■ **Page extract**:
We know that divorce occurs in about half of marriages within the United States, and this probably comes as no surprise to you. Although this statistic is well known, there is another important factor of divorce that is less talked about.
How does divorce affect the families?
Many parents go on to marry a new partner, while some may never remarry. If the parent does decide to remarry, their family will become what is today referred to as a “blended family.” A blended family is when two people get married or cohabit who already have children from a previous marriage or relationship. You can imagine how two separate families coming together with separate rules, traditions and ideals may have a difficult transition period.
This difficult transition period comes with many changes for each member of the family involved. The child has to get used to a new parent as well as new brothers and/or sisters. The parent will also take on responsibilities that come with having additional children. Another obstacle for the step-parent is finding the balance of building a trusting relationship with the new step-child and remaining consistent in the child’s discipline routine. Conflict may arise between the two recently married parents when it comes to establishing rules, and discipline tactics with their children. Many parents assume that their children understand what is expected of them, but in reality the children would benefit from being explained exactly what the parents would like to see from them.

■ **Task 1**: Copy the passage on blended families from "This difficult transition" to "see from them.".
■ **Task 2**: According to the passage on blended families, what is a blended family?

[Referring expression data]
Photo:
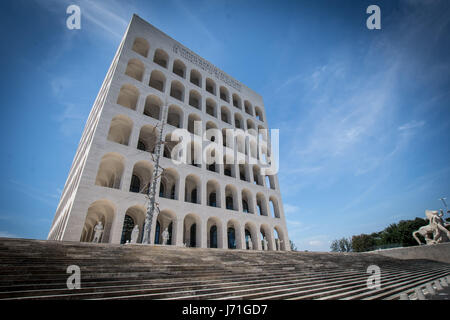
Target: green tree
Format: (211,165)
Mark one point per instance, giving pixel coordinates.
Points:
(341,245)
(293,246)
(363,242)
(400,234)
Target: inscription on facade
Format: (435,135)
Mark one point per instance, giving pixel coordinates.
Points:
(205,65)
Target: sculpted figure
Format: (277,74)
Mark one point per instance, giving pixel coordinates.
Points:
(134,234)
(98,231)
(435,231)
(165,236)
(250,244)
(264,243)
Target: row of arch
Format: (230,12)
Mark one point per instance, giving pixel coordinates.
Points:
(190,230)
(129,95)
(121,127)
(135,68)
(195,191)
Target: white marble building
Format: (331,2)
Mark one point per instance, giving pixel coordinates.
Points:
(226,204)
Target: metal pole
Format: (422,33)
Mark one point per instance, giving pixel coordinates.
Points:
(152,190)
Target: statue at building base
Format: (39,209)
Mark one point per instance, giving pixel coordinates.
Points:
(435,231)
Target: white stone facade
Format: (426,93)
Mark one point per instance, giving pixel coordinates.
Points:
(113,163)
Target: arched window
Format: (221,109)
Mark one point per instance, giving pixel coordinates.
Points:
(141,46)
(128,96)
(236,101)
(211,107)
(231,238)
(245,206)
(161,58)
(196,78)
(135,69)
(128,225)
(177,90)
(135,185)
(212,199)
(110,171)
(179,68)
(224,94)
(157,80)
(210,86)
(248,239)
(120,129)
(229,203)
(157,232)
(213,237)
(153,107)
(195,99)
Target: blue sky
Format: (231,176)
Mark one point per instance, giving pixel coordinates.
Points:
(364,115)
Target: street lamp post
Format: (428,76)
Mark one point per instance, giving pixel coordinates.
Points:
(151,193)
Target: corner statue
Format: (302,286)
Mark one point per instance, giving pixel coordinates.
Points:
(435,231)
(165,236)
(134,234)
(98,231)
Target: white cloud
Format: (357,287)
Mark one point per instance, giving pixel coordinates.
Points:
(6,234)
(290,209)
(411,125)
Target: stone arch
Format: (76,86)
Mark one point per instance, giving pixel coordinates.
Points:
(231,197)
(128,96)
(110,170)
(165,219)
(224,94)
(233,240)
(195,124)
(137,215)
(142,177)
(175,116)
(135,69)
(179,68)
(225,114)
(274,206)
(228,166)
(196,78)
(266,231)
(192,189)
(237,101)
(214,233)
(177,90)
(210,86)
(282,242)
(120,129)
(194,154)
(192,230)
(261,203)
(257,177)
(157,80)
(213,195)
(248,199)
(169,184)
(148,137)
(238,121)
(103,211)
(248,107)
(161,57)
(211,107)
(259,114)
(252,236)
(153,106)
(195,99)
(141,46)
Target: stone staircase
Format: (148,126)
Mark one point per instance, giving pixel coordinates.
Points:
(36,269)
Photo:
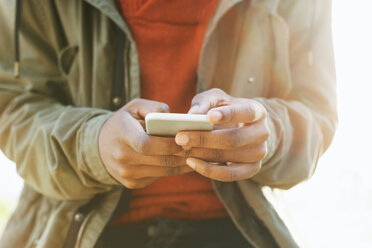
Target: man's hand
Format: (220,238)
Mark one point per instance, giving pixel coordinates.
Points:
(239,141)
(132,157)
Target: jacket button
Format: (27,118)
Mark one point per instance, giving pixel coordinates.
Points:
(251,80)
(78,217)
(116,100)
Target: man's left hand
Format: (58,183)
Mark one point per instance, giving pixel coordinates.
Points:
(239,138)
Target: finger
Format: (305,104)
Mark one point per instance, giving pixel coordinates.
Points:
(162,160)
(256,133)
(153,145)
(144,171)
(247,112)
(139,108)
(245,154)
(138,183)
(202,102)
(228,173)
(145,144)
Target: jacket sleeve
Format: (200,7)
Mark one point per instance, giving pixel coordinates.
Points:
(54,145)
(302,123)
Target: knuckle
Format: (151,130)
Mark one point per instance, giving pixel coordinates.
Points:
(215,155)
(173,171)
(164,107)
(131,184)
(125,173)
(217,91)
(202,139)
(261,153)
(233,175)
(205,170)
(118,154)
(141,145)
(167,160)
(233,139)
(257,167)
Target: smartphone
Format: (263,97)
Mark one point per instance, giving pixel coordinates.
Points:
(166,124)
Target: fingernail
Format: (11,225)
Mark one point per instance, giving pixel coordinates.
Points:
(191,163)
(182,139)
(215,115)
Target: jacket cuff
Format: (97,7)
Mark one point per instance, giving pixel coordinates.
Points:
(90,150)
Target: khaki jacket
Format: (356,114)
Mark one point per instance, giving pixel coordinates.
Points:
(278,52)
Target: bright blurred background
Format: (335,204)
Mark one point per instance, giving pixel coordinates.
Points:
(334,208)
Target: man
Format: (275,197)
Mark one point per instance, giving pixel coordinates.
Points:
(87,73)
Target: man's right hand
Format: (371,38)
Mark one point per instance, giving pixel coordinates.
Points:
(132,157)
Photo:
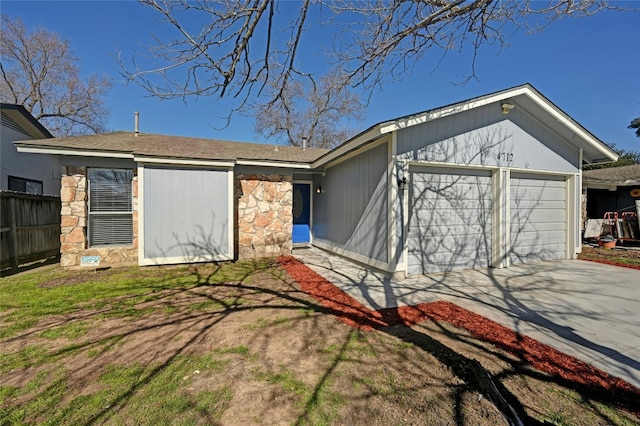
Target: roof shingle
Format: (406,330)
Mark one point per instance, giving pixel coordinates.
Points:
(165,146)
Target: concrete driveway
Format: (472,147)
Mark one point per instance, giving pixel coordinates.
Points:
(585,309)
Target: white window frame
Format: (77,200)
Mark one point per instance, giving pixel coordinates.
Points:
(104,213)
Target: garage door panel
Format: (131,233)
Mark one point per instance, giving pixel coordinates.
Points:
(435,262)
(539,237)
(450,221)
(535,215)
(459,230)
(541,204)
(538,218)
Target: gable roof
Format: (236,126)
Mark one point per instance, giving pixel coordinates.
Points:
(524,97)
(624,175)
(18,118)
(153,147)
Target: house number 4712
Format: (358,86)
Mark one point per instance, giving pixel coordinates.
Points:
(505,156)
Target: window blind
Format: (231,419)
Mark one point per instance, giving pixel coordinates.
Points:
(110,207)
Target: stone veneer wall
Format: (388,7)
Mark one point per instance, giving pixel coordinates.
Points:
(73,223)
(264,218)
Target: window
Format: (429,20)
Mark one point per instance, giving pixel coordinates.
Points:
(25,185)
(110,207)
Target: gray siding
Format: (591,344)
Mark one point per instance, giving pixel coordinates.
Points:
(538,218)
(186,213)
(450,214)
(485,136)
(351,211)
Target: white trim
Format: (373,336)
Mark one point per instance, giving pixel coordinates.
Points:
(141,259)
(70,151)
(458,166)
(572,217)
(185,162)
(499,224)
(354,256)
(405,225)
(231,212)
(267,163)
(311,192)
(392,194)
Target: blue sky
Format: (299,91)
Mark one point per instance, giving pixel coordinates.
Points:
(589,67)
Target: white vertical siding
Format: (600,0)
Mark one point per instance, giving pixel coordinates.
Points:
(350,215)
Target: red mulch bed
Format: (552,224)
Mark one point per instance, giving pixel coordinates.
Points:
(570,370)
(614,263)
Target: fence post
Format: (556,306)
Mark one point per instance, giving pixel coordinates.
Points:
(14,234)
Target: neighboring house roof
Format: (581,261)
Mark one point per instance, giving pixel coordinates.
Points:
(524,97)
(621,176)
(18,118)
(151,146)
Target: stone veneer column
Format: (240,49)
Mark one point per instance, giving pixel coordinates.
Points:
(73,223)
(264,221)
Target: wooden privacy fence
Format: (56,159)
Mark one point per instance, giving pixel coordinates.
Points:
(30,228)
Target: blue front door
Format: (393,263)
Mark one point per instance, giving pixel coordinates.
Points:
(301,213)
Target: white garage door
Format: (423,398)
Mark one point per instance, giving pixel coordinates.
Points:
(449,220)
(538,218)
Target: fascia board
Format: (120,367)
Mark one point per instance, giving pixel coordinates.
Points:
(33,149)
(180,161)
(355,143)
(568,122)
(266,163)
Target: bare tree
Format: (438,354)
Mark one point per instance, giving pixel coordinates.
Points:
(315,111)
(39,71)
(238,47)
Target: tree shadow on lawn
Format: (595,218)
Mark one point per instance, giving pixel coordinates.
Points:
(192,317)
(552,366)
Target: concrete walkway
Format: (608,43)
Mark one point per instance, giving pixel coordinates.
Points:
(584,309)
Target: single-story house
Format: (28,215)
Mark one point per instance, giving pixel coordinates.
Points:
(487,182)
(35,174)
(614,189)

---

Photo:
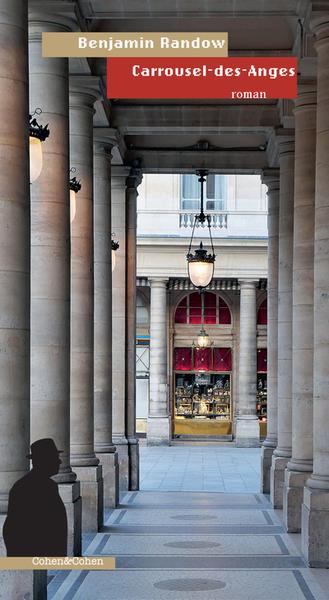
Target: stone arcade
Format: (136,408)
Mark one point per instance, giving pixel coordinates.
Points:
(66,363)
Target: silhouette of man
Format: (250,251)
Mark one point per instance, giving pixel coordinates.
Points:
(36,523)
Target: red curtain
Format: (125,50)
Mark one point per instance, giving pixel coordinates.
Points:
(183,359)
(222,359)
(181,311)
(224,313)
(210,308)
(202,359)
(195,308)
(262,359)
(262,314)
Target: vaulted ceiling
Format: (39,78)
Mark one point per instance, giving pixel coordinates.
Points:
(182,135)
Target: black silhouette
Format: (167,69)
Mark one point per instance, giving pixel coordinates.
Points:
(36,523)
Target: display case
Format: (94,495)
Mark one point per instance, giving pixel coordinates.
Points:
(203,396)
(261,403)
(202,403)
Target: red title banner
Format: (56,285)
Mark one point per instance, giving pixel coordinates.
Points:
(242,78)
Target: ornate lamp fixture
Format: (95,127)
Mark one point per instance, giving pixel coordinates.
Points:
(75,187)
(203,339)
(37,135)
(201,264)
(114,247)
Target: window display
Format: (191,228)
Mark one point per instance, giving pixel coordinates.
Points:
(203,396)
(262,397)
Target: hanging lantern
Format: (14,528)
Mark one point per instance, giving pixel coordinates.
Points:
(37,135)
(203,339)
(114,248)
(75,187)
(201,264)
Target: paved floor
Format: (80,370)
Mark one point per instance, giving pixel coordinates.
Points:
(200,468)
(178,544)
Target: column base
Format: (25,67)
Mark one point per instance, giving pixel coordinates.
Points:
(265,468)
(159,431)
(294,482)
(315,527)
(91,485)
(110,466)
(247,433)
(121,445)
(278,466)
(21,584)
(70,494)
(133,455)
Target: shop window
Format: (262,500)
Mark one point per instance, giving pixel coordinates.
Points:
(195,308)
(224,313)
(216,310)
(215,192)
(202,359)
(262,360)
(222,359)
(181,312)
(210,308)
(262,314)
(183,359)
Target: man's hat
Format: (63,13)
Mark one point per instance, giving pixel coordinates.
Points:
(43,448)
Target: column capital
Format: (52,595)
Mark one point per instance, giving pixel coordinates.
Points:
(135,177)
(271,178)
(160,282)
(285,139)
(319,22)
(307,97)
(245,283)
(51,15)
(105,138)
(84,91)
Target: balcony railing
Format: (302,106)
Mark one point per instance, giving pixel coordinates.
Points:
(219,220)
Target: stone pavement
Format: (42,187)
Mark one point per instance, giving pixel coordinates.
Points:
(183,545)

■ **Problem solution 1**:
This difficult transition period comes with many changes for each member of the family involved. The child has to get used to a new parent as well as new brothers and/or sisters. The parent will also take on responsibilities that come with having additional children. Another obstacle for the step-parent is finding the balance of building a trusting relationship with the new step-child and remaining consistent in the child’s discipline routine. Conflict may arise between the two recently married parents when it comes to establishing rules, and discipline tactics with their children. Many parents assume that their children understand what is expected of them, but in reality the children would benefit from being explained exactly what the parents would like to see from them.

■ **Problem solution 2**: It is when two people who already have children from a previous marriage or relationship get married or cohabit.